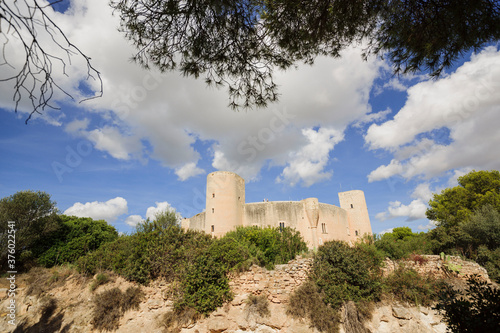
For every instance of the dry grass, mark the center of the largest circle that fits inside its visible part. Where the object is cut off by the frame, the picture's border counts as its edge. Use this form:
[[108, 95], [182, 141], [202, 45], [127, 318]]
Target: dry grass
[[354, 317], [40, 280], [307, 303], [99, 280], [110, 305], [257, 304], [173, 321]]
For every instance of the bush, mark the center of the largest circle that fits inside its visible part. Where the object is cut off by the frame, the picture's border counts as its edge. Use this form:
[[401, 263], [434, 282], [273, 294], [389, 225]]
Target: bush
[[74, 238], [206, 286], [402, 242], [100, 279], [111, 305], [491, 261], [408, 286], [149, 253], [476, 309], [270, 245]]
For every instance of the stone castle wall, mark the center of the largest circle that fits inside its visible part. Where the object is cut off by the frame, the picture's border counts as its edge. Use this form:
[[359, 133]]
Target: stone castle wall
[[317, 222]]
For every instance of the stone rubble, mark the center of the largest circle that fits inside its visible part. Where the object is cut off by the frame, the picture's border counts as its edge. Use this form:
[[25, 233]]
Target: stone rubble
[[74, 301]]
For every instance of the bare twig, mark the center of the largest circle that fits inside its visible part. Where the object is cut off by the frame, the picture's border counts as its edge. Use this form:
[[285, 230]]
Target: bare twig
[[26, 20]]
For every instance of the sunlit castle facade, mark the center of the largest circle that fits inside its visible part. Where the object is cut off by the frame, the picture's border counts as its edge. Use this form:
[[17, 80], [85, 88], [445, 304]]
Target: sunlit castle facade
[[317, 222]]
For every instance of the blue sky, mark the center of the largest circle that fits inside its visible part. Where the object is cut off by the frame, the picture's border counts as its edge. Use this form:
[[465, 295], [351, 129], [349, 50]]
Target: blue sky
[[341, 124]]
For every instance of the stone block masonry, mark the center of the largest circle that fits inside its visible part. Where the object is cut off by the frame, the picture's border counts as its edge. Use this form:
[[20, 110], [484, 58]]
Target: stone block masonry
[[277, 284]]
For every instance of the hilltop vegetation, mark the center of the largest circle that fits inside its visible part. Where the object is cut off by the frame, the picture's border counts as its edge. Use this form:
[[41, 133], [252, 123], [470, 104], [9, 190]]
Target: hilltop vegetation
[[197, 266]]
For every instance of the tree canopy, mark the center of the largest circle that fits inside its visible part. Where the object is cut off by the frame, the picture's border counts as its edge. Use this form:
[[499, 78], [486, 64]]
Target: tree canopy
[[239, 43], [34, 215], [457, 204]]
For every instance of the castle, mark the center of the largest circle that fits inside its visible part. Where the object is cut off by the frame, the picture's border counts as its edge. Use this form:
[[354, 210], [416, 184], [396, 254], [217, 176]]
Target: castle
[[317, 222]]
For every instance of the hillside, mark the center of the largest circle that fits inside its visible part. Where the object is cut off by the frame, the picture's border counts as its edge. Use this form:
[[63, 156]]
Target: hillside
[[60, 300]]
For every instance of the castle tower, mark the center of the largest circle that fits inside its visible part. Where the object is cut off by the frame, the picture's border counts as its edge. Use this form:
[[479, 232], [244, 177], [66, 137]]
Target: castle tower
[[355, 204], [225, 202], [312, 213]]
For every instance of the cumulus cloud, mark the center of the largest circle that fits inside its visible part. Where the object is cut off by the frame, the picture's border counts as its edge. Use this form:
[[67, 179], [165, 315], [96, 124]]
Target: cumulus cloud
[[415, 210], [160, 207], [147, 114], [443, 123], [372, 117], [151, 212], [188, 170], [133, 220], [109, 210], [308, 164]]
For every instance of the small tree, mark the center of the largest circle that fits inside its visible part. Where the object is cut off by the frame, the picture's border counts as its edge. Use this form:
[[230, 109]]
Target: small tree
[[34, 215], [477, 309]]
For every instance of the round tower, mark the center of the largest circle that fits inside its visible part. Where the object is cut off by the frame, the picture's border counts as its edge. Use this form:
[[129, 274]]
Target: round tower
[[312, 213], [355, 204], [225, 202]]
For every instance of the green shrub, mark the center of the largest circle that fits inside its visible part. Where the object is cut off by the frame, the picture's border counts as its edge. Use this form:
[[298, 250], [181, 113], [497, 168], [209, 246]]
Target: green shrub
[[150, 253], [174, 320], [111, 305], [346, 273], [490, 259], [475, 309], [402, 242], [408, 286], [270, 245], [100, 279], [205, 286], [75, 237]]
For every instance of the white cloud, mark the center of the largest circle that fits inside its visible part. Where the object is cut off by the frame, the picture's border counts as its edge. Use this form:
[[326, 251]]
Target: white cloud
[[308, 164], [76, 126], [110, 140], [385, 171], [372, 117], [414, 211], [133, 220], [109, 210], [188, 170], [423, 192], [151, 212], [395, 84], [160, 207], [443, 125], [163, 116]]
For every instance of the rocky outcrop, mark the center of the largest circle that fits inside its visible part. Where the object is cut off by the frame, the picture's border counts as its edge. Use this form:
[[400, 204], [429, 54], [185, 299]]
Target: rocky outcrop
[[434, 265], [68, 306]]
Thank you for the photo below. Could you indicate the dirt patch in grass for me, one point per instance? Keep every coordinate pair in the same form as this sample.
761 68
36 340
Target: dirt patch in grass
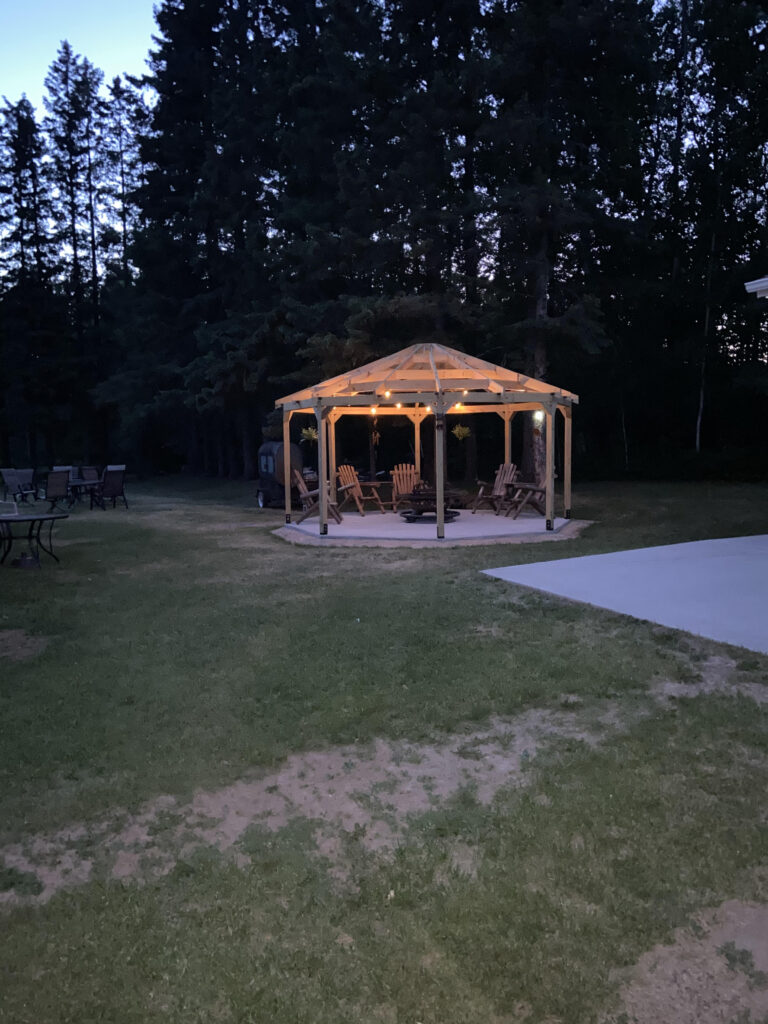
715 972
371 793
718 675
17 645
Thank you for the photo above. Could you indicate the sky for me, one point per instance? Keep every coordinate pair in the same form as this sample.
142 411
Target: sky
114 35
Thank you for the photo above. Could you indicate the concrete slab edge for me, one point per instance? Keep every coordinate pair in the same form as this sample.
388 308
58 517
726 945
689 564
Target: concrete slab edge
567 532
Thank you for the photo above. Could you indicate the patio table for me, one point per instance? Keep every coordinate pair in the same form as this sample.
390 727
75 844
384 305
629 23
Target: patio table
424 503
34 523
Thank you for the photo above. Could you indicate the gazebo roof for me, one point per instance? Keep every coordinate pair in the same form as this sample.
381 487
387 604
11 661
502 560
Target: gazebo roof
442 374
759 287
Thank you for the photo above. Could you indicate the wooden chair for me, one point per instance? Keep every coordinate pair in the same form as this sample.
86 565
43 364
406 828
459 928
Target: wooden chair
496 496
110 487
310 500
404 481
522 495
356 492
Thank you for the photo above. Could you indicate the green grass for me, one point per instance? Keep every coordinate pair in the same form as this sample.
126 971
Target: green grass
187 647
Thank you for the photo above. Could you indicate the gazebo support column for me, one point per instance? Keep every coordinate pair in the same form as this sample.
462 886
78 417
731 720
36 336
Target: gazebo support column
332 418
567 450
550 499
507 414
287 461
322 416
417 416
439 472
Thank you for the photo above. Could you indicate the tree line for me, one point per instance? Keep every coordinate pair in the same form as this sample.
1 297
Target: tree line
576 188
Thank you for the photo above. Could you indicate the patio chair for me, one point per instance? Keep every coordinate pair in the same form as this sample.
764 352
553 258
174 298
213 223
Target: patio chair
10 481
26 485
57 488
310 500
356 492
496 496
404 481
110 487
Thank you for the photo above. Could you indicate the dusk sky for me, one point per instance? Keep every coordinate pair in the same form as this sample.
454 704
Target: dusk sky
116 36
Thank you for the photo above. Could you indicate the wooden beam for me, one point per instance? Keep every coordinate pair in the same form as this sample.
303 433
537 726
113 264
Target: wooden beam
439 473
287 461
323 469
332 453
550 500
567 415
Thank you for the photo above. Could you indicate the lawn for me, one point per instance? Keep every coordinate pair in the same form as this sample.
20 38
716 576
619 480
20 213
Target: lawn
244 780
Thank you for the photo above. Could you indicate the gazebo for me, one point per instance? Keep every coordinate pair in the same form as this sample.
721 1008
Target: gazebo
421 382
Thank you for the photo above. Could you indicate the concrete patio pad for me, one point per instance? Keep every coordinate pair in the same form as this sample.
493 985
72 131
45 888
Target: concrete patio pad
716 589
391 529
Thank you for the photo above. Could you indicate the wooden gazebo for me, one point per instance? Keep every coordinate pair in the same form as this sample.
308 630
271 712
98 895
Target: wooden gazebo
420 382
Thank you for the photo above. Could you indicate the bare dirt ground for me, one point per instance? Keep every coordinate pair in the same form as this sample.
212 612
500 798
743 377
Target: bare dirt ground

----

**WORK TO BE COMPLETED:**
Each line in the data that holds the string "ground" should be found and copied.

**ANSWER SPACE:**
Thank you for the photo above. Could you indicate the bare dirt ground for me, one point per instance? Keep every coordinate pair in the same form as this sample.
Target: bare dirt ground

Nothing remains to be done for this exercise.